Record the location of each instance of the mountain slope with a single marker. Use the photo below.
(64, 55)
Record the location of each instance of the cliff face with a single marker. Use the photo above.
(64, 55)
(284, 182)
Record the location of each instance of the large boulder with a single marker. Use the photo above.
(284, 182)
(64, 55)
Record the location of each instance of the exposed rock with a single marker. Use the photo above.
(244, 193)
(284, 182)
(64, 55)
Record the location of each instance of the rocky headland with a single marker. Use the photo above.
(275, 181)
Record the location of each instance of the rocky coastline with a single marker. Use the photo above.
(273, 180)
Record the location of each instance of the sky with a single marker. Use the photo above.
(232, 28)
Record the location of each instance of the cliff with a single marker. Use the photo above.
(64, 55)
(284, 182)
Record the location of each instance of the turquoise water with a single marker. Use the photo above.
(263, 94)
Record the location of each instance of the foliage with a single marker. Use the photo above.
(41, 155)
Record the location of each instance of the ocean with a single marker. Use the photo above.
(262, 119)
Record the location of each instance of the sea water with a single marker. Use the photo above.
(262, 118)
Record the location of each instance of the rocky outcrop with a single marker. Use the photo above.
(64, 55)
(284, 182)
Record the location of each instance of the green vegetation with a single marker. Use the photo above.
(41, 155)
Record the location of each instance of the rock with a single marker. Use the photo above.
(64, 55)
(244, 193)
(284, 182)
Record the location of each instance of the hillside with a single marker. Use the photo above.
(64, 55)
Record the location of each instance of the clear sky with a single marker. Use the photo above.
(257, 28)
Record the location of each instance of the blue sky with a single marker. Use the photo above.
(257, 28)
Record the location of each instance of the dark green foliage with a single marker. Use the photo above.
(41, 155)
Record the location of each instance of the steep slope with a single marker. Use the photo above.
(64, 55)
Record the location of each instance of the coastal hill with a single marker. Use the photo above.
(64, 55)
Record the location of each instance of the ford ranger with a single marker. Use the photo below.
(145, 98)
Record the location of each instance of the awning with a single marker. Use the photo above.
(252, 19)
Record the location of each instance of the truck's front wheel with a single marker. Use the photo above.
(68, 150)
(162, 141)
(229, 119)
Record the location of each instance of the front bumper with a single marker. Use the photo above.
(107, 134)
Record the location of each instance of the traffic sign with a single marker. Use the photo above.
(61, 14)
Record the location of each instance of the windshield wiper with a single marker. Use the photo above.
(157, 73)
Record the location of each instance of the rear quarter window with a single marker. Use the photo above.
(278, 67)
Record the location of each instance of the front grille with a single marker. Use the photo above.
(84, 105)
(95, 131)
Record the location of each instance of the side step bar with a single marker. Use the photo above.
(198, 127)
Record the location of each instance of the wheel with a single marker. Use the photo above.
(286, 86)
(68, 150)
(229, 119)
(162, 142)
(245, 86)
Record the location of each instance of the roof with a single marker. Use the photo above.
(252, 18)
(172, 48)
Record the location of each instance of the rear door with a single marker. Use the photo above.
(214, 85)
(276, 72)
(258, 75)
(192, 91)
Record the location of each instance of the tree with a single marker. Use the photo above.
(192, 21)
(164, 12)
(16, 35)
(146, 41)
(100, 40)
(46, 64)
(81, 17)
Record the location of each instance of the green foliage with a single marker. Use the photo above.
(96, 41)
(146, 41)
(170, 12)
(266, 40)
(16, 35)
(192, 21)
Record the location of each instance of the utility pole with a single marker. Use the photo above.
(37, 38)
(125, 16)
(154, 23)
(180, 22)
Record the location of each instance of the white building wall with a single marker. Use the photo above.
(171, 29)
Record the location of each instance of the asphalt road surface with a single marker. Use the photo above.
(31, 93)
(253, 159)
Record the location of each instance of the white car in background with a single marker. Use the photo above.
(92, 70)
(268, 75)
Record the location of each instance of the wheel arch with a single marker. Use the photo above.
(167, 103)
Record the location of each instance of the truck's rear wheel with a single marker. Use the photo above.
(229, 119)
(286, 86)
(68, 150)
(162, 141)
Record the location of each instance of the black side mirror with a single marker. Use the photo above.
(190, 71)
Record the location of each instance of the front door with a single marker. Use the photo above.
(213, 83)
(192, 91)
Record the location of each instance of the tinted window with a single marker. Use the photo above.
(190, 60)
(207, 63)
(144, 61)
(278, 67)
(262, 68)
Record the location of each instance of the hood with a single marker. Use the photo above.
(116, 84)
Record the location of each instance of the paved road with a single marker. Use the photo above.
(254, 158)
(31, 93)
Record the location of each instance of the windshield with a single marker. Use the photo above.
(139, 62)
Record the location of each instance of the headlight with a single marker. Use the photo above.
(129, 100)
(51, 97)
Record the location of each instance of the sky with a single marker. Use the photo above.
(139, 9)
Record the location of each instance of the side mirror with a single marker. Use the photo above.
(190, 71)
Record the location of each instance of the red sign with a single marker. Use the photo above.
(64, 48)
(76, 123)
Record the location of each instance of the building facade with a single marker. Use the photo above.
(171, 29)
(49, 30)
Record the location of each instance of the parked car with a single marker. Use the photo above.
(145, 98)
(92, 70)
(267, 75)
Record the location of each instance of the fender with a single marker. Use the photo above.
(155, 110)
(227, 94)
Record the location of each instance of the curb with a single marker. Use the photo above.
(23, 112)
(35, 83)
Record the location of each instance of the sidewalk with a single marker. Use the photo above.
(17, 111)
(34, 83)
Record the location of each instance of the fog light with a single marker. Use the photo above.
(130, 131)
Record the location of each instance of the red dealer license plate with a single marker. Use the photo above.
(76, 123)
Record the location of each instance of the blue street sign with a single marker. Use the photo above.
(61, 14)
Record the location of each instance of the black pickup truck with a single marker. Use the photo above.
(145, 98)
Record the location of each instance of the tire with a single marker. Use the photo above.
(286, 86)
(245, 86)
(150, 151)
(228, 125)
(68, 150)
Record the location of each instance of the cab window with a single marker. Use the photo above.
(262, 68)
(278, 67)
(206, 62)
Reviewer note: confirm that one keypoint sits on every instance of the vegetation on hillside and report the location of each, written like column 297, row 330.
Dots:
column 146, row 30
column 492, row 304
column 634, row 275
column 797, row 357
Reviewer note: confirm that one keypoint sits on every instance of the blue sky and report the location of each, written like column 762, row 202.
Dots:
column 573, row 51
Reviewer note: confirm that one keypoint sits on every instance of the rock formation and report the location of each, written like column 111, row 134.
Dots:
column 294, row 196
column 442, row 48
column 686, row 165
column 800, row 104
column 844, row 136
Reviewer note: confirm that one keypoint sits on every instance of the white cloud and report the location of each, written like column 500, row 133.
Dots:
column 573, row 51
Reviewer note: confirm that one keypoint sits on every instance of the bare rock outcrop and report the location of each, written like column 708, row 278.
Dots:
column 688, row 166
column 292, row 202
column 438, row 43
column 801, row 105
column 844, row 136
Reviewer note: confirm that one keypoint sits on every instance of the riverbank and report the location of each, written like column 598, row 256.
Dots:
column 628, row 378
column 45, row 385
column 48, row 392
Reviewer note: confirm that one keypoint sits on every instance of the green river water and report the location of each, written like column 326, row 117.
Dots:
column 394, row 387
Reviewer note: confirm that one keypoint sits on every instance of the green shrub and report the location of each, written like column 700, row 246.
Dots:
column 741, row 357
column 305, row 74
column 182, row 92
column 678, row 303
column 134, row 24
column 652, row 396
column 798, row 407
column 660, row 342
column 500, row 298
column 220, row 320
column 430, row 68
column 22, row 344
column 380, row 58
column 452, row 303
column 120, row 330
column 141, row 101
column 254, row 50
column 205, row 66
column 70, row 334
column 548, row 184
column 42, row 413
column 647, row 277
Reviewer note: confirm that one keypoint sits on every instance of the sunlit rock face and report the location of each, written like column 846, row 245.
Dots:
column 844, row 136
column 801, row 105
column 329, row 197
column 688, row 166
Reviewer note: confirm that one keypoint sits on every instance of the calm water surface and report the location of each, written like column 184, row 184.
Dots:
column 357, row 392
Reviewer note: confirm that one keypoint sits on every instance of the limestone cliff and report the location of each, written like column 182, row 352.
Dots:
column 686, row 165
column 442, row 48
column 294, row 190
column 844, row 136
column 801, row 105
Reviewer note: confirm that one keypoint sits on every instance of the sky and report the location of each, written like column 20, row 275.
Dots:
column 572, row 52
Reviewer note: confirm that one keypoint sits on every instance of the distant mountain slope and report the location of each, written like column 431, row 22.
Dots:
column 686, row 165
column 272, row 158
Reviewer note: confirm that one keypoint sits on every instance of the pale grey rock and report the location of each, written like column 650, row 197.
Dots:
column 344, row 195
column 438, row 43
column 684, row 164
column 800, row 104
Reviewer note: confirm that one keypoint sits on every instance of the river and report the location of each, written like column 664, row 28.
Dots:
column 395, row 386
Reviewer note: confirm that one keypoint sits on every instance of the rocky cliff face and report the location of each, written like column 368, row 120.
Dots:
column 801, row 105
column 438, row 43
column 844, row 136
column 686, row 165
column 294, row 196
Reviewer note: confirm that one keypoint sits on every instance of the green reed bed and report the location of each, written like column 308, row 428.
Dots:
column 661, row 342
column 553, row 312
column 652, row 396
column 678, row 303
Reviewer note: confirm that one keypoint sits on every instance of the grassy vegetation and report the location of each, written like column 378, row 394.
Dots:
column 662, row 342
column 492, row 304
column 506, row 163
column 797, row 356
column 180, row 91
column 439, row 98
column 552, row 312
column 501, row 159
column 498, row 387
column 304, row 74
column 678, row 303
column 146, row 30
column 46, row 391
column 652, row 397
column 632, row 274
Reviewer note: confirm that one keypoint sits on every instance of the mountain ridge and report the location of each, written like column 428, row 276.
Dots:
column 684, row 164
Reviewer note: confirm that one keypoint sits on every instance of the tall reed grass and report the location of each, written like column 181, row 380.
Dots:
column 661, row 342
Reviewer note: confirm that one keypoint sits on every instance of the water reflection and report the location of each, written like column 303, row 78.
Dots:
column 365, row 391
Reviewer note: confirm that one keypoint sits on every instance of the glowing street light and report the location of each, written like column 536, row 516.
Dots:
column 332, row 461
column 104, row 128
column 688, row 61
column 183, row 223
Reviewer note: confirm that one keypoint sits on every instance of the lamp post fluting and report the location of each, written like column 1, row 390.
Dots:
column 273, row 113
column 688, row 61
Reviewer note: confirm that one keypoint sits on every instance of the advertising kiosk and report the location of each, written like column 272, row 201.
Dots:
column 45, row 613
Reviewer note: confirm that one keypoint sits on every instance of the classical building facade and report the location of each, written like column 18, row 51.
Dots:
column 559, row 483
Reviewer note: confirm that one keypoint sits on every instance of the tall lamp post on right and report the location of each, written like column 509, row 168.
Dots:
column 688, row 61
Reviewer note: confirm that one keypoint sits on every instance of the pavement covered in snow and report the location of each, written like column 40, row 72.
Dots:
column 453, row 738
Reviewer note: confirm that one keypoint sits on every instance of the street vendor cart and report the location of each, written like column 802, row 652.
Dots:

§ **What is required**
Quote only the lines from the one containing "428, row 276." through the final line of the records, with both ends included.

§ **Exercise result**
Reviewer note: confirm that one keypoint sits on every instance of the mountain ridge and report the location of each, written like column 428, row 276.
Dots:
column 684, row 164
Reviewer note: confirm that one keypoint sits on every instance of the tall reed grass and report the location of each, written like column 181, row 380.
Dots:
column 661, row 342
Reviewer note: confirm that one keypoint sits on every instance of the water reflection and report the location of each, written like column 303, row 78.
Dots:
column 365, row 391
Reviewer note: confirm that one keypoint sits on every instance of the glowing street light and report the location of each, written like column 536, row 516.
Dots:
column 332, row 461
column 104, row 128
column 688, row 61
column 183, row 223
Reviewer note: confirm that one keypoint sits on every instance of the lamp post fluting and report the location of each, written like column 1, row 390.
Dots:
column 273, row 113
column 688, row 61
Reviewer note: confirm that one keypoint sits on every instance of the advertising kiosk and report the location of each, written like column 272, row 201.
Dots:
column 45, row 613
Reviewer note: confirm that one keypoint sits on every instance of the classical building facade and report the location of each, written like column 18, row 51.
Dots:
column 559, row 483
Reviewer note: confirm that one keypoint sits on every instance of the tall lamp post on right and report the location of each, written like column 509, row 168.
Dots:
column 688, row 61
Reviewer note: confirm that one keypoint sits on every instance of the pavement covered in snow and report the location of each, written like column 40, row 72.
Dots:
column 453, row 738
Reviewer note: confirm that one keypoint sits on every instance of the street vendor cart and report the location of each, written like column 802, row 652.
Dots:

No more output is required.